**EXCERPTED TEXT**.
════════════════════

George Washington Papers

To George Washington from Brigadier General William Maxwell, 11 April 1779

From Brigadier General William Maxwell

Elizth Town [N.J.] 11th April 1779

Sir,

I inclose to Your Excellency two of the latest papers I have from New York I have no other news from there than what they contain which is not much.

I am informed, that the Officer of the light Dragoons stationed here Mr De Wolfen is to be relieved to morrow by another Officer of the same Corps from Camp. Oour Field officer of the day, recommends him to me as a verry attentive Officer and begs he may be continued; beside as he is now acquainted with the duty of the place and the ground I shall esteem it a favour if he is continued.1 I have this morning found a Soldier of the North Carrolina Brigade taking along a Recruit that he had inlisted while at the Hospital in Brunswick I am afraid the Officers will not pay sufficient attention to the Orders forbiding those of one State, to inlist the Inhabitants of the other.2 I have ordered the Man to be taken into this Brigade. Since the Soldier is gone off, I find he had inlisted the Man for him self, expecting to get his discharge, it is what the old soldiers is trying much to obtain, but I look on it to be one of the most pernitious practise in the Armey, at present; as we want men. Those Soldiers will give every discouragement to the Recruiting bussiness, to Justify their leaving the service. I have not suffered it to take place in this Brigade. I am also afraid that the Officers from the different States will take this method to exchange their weak and infirm Soldiers, for good ones; much to the Injury of this State. by this method they may think to evade the Orders about inlisting. Should Your Excellency think it proper to publish, that all Soldiers so exchanged in this State, would be ordered to Joyn the Jersey Brigad when the State began to fill up, their quota I think it would put a stop to that practise.

════════════════════

**DATA FOR ANALYSIS**.
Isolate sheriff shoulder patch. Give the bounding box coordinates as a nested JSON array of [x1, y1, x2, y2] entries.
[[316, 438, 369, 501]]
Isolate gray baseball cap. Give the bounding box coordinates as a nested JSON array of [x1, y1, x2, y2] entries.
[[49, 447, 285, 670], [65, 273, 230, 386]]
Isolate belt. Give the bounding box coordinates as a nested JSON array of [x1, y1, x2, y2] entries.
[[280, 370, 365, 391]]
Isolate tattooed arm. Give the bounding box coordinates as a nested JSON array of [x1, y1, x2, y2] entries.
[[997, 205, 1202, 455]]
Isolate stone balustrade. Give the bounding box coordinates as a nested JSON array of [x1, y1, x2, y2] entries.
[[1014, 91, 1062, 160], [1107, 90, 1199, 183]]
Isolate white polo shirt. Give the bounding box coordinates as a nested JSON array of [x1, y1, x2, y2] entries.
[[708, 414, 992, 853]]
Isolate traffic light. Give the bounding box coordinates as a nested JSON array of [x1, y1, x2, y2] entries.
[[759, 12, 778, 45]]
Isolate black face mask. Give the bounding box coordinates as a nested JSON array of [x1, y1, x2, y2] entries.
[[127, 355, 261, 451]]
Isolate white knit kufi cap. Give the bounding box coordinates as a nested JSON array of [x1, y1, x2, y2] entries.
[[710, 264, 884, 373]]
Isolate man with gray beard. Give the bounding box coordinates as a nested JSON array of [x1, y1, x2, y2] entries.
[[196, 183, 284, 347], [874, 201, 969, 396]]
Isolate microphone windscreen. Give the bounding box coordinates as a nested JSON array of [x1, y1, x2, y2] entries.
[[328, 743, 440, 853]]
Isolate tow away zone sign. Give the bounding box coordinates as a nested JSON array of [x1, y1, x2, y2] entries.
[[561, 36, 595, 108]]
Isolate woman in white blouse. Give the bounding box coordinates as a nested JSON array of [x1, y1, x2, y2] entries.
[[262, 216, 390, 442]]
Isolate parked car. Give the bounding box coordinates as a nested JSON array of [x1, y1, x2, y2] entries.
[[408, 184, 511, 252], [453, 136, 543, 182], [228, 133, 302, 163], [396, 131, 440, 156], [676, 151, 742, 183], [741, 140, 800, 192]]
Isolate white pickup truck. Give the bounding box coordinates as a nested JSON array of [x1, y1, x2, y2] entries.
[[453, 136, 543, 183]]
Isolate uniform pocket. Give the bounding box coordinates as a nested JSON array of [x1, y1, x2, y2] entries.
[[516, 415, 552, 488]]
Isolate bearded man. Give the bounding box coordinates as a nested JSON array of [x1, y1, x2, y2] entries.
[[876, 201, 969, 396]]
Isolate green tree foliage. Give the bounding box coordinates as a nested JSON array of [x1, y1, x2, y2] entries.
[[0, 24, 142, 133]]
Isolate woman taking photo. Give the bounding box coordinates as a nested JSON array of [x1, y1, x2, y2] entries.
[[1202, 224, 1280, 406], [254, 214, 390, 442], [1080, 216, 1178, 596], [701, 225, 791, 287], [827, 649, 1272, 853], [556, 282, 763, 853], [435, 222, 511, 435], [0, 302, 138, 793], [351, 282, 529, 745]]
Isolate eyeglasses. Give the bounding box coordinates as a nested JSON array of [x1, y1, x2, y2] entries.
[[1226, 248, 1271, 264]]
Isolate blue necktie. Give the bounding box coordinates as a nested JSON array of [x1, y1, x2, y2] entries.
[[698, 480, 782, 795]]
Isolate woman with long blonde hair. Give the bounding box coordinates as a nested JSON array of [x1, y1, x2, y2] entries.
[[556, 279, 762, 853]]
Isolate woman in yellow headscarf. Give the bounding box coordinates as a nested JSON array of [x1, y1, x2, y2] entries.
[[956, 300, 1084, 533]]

════════════════════

**INSTRUCTIONS**.
1. In the letter from Maxwell, where had the soldier enlisted the recruit he was taking along?
2. Write out the stretch of Maxwell's letter from "George Washington Papers" through "is not much.", putting "Philadelphia" in place of "New York".
3. Continue Maxwell's letter from the point where it stops.

**PER-TASK ANSWERS**.
1. At the hospital in Brunswick.

2.
George Washington Papers

To George Washington from Brigadier General William Maxwell, 11 April 1779

From Brigadier General William Maxwell

Elizth Town [N.J.] 11th April 1779

Sir,

I inclose to Your Excellency two of the latest papers I have from Philadelphia I have no other news from there than what they contain which is not much.

3.
Our Assembly is to meet the 20th Instant for the purpose of filling up their quota by a request from Congress.3 I am Your Excellencys Most Obedt Humble Servant

Wm Maxwell

ALS, DLC:GW.

1GW replied on 12 April granting Maxwell’s request. Others did not share Maxwell’s favorable view of Johann Heinrich Wulffen, however; the Board of War wrote to GW on 25 May that Wulffen was an “eccentric Genius” who “has killed more Horses than he has slain Enemies.” For Wulffen’s discharge by the Board of War in the spring of 1779, and his subsequent success in hoodwinking Benjamin Franklin and Congress by misrepresenting his military service and drawing unauthorized bills of exchange, see Bartholomew von Heer to GW, 24 Sept. 1778, n.3.

3For Congress’s resolutions of 9 March 1779 urging the states to take measures to complete their quotas of troops in the Continental army, see JCC description begins Worthington Chauncey Ford et al., eds. Journals of the Continental Congress, 1774-1789. 34 vols. Washington, D.C., 1904–37. description ends , 13:298–99; see also George Clinton to GW, 18 March, n.3. The New Jersey legislature responded on 3 June by passing “An Act for recruiting by voluntary Enlistment the three Regiments of this State, in the Service of the United States” (N.J. Acts, 1779, Second Sitting, 86–88; N.J. Gen. Assembly Proc., Oct. 1778–Oct. 1779 sess., 125).